Do this: Your task is to repeat the listing exactly.
## Begin
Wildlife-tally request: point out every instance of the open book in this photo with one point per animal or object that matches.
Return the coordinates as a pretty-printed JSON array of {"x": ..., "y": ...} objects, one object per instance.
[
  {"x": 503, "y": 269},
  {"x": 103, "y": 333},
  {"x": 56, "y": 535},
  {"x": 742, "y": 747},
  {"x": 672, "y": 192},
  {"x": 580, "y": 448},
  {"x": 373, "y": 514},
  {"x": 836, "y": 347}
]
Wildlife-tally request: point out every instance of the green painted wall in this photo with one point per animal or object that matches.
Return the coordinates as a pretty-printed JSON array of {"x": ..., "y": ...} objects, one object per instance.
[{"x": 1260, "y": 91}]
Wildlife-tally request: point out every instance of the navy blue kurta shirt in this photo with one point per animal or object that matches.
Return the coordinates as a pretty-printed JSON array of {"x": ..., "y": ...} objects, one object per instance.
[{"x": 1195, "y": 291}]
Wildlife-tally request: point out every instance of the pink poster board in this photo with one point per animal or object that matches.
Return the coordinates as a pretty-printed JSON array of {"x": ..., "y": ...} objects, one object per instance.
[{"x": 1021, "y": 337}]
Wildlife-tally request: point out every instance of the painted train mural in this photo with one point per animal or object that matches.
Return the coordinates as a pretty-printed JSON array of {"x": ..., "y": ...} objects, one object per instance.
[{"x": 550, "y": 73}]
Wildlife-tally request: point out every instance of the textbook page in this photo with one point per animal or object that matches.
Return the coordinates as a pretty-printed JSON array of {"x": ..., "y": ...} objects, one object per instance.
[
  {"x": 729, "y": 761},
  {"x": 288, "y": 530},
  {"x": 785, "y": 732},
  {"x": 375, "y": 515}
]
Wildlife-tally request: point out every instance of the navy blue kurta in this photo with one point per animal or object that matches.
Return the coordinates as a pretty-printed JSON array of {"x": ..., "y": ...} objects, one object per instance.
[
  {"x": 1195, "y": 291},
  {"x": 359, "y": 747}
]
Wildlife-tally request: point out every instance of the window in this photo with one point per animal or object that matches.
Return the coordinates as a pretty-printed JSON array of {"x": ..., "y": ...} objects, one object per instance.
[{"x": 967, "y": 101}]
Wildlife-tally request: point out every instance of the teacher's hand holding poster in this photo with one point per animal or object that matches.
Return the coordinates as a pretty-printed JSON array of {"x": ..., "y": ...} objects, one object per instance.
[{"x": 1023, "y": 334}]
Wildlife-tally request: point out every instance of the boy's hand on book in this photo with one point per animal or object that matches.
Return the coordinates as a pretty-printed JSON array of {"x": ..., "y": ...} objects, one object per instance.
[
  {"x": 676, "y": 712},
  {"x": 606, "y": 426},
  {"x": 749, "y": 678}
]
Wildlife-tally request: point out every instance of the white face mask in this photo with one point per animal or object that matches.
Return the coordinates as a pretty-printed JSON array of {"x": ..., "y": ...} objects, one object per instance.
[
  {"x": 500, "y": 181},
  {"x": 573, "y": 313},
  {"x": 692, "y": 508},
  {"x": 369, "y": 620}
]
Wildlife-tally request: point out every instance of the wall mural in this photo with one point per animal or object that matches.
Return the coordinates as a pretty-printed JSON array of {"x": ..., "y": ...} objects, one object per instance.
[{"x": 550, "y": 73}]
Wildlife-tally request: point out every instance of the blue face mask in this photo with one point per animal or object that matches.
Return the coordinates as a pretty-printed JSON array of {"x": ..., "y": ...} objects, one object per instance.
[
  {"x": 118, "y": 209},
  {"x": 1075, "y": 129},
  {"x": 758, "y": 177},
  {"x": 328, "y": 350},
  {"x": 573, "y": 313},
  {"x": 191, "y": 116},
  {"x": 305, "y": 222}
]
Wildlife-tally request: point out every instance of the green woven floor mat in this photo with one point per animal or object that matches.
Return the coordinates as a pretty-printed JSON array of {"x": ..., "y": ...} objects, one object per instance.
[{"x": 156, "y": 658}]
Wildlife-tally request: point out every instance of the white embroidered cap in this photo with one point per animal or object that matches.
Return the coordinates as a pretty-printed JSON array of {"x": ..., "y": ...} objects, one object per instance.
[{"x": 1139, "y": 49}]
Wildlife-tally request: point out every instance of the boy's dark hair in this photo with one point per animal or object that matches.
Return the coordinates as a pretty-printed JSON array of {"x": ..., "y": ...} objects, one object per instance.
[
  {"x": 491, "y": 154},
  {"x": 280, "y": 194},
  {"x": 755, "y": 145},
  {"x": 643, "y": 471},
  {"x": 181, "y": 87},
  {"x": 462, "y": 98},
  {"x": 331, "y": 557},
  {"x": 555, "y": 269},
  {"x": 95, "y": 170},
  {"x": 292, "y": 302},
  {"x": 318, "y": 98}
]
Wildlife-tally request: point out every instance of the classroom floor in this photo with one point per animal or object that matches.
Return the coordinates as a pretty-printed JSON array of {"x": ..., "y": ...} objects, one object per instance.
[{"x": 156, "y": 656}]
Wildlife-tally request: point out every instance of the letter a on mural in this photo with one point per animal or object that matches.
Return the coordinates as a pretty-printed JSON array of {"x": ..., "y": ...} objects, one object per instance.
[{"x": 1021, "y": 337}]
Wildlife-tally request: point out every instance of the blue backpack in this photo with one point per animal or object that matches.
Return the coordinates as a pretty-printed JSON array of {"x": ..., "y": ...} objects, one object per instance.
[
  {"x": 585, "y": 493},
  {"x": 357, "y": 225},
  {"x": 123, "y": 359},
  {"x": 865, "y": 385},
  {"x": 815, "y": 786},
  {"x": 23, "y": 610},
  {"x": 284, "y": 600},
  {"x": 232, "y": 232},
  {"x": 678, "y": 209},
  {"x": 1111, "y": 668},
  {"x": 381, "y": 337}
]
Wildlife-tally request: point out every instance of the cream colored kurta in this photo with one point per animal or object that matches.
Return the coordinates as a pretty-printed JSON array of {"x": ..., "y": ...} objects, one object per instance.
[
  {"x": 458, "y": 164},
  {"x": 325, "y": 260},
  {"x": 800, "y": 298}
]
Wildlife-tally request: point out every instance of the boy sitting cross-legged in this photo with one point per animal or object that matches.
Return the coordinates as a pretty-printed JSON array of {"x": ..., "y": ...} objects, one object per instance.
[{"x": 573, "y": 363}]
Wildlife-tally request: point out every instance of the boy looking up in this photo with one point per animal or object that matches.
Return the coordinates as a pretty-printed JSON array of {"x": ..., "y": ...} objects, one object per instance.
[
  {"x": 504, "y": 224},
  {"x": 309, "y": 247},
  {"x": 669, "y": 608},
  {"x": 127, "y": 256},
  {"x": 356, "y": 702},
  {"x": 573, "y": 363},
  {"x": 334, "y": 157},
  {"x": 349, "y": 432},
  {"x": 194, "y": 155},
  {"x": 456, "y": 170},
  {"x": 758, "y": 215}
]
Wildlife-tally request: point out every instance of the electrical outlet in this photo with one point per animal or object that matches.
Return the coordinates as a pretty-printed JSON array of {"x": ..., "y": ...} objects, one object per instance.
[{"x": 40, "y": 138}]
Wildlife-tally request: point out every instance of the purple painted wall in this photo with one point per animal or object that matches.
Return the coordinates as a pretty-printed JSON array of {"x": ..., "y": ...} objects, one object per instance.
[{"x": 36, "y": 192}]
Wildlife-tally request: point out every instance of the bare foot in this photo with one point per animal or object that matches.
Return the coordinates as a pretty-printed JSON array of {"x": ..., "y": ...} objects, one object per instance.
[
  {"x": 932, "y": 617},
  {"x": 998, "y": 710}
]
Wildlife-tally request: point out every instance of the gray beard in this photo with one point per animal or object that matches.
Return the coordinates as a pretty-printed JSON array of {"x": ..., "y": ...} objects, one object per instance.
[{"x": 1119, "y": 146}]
## End
Response:
Wildlife-tally request: point out every instance of the open book in this photo with one point per animal or object that matches.
Return the coordinates as a pretty-printed JSON array of {"x": ..., "y": ...} objects, one object per instance.
[
  {"x": 503, "y": 269},
  {"x": 103, "y": 333},
  {"x": 56, "y": 535},
  {"x": 742, "y": 747},
  {"x": 672, "y": 192},
  {"x": 580, "y": 448},
  {"x": 373, "y": 514},
  {"x": 836, "y": 347}
]
Wildlife-tally request: point out every instance of the green painted wall in this photo with one point per animal or object that matches.
Return the coordinates as a pretty-printed JSON array of {"x": ..., "y": ...} objects, one object per instance.
[{"x": 1260, "y": 91}]
Wildlife-tally request: point out every instance of the navy blue kurta shirt in this photo with one point per animal or object that matches.
Return the coordinates as a pretty-printed JSON array of {"x": ..., "y": ...} objects, one object per instance.
[{"x": 1195, "y": 291}]
Wildlife-tally request: point out every instance of the pink poster board in this photo with one point per animal or object that matches.
Return the coordinates as a pretty-printed JSON array of {"x": ..., "y": ...} objects, one object per instance.
[{"x": 1021, "y": 337}]
Wildlife-tally request: point out every instance of the painted train mural in this photo with one point per animal or object that matches.
Return the coordinates as a pretty-printed JSON array of {"x": ..., "y": ...} objects, one object per instance.
[{"x": 550, "y": 73}]
Wildlife-tally request: point out every instance of the textbook page in this photo with one point per animal or object that matches.
Return the coordinates as a pretty-printed JSON array of {"x": ..., "y": ...} objects, one object per instance.
[
  {"x": 729, "y": 761},
  {"x": 288, "y": 530},
  {"x": 785, "y": 732},
  {"x": 375, "y": 515}
]
Wildlife-tally request: point out every instance of the navy blue kurta in this photo with one point per animal or object that matches.
Return the coordinates as a pretty-printed JSON array of {"x": ..., "y": ...} objects, one object per instance.
[
  {"x": 1195, "y": 291},
  {"x": 359, "y": 747}
]
Wildlife-tally request: point out every instance of the window in this photo with one point per animal or object that matches.
Return the coordinates as a pretty-printed JSON array of {"x": ..., "y": ...} objects, one object per instance.
[{"x": 967, "y": 101}]
Wildlife-tally request: point out every instance of the teacher's hand holding poster in this photo with one point per animal or object that matches.
Return the coordinates as a pretty-printed JSON array of {"x": ..., "y": ...} objects, one object per instance.
[{"x": 1023, "y": 334}]
Wildlife-tally request: point out every instance of the boy's hand on book in this photo with one point per animal or object that matches.
Return the coordinates as a pretty-printed JSON array of {"x": ..., "y": ...} objects, one object per instance.
[
  {"x": 676, "y": 712},
  {"x": 606, "y": 426},
  {"x": 749, "y": 678}
]
Wildlife-tally request: point out every instance of the white face mask in this photo with one point per animal or object that matches.
Return the coordinates as a pretty-printed JSON array of {"x": ..., "y": ...} objects, one object per instance.
[
  {"x": 500, "y": 181},
  {"x": 573, "y": 313},
  {"x": 692, "y": 508},
  {"x": 369, "y": 620}
]
Wildlife-tally request: point out every instance of the wall mural in this photo with one point per animal or object that matches.
Return the coordinates as a pretty-printed JSON array of {"x": ..., "y": ...} objects, one object per instance.
[{"x": 550, "y": 73}]
Wildlife-tally request: point out every instance of the blue face mask in this photo with one point per animal or object that matches.
Return the coordinates as a pretty-printed JSON array of {"x": ..., "y": ...} objects, one object per instance.
[
  {"x": 118, "y": 209},
  {"x": 1075, "y": 129},
  {"x": 758, "y": 177},
  {"x": 328, "y": 350},
  {"x": 573, "y": 313},
  {"x": 191, "y": 116},
  {"x": 305, "y": 222}
]
Wildlife-tally request: point out every instance of the green woven floor mat in this photo with one point per animal or object that matches.
Return the coordinates as a pretty-printed JSON array of {"x": ..., "y": ...} objects, one object per instance.
[{"x": 156, "y": 658}]
Wildlife-tally request: point out every instance of the white embroidered cap in this photo with one point per animal or object that matches.
Return the coordinates as a pretty-printed JSON array of {"x": ..., "y": ...} objects, one object per instance.
[{"x": 1139, "y": 49}]
Wildlife-tally request: point out every instance of the boy's dark hair in this photo with one point per animal or object that matches.
Return the coordinates as a pretty-printed JSON array of {"x": ..., "y": ...} objects, one object per instance.
[
  {"x": 491, "y": 154},
  {"x": 280, "y": 194},
  {"x": 755, "y": 145},
  {"x": 643, "y": 471},
  {"x": 181, "y": 87},
  {"x": 462, "y": 98},
  {"x": 331, "y": 557},
  {"x": 555, "y": 269},
  {"x": 95, "y": 170},
  {"x": 292, "y": 302},
  {"x": 318, "y": 98}
]
Wildlife-tally request: point out every instance of the classroom floor in this photo with one point per animal or object that matches.
Return the coordinates as a pretty-printed JSON array of {"x": ..., "y": ...} objects, one object per instance.
[{"x": 156, "y": 656}]
Wildlife-tally request: point out every instance of the letter a on mural in this photo with one point per animal or object that matches.
Return the coordinates as a pretty-printed JSON array of {"x": ..., "y": ...} objects, one object per instance.
[{"x": 1021, "y": 337}]
Wildlife-tally request: point out every instance of the blue backpack in this photo with one point per animal or object that matches.
Return the coordinates as a pretty-printed JSON array of {"x": ..., "y": ...} objects, one object per instance.
[
  {"x": 585, "y": 493},
  {"x": 357, "y": 225},
  {"x": 123, "y": 359},
  {"x": 865, "y": 385},
  {"x": 815, "y": 786},
  {"x": 23, "y": 610},
  {"x": 284, "y": 600},
  {"x": 232, "y": 232},
  {"x": 678, "y": 209},
  {"x": 1111, "y": 668},
  {"x": 381, "y": 337}
]
Wildlife-tally request: point out every instance of the cream colored kurta in this photo with one point per animal or object that matches.
Return the coordinates as a pretty-printed JSON array of {"x": ..., "y": ...} objects, one object per instance.
[
  {"x": 458, "y": 164},
  {"x": 325, "y": 260},
  {"x": 800, "y": 298}
]
Wildlife-tally request: point out every instance of the boy sitting cross-legged in this photo with one point per animal or object that matches.
Return the coordinates as a pretty-printed JSON array of {"x": ..., "y": ...} objects, one object per instance.
[{"x": 573, "y": 363}]
Wildlife-tally request: point out every instance of the boy looking up in this photo with one point per animal or object that matches.
Return the coordinates as a pretty-printed JSON array of {"x": ..., "y": ...} objects, one object per instance.
[
  {"x": 504, "y": 224},
  {"x": 309, "y": 247},
  {"x": 669, "y": 608},
  {"x": 127, "y": 256},
  {"x": 356, "y": 702},
  {"x": 573, "y": 363},
  {"x": 334, "y": 157},
  {"x": 349, "y": 432},
  {"x": 194, "y": 155},
  {"x": 456, "y": 170},
  {"x": 758, "y": 215}
]
Wildlife-tally request: point out every instance of the electrical outlet in this photo with one point per animal or object that matches.
Return the coordinates as a pretty-printed JSON array of {"x": ..., "y": ...} objects, one object per instance.
[{"x": 40, "y": 138}]
Wildlife-tally request: point out every instance of the purple painted wall in this photo with one point per animal or object that matches.
Return the coordinates as a pretty-printed JSON array of {"x": ..., "y": ...} objects, one object per instance.
[{"x": 36, "y": 192}]
Wildlife-tally request: point out every instance of the bare foot in this photo with one point per animal or object that matches.
Return the coordinates as a pretty-printed JSON array of {"x": ..., "y": ...} objects, one object per instance.
[
  {"x": 932, "y": 617},
  {"x": 998, "y": 710}
]
Wildlife-tally request: point out every instance of the gray beard in this photo with one point per animal or object that matches.
Return the coordinates as a pretty-printed JSON array of {"x": ..., "y": ...} objects, one object per instance.
[{"x": 1119, "y": 146}]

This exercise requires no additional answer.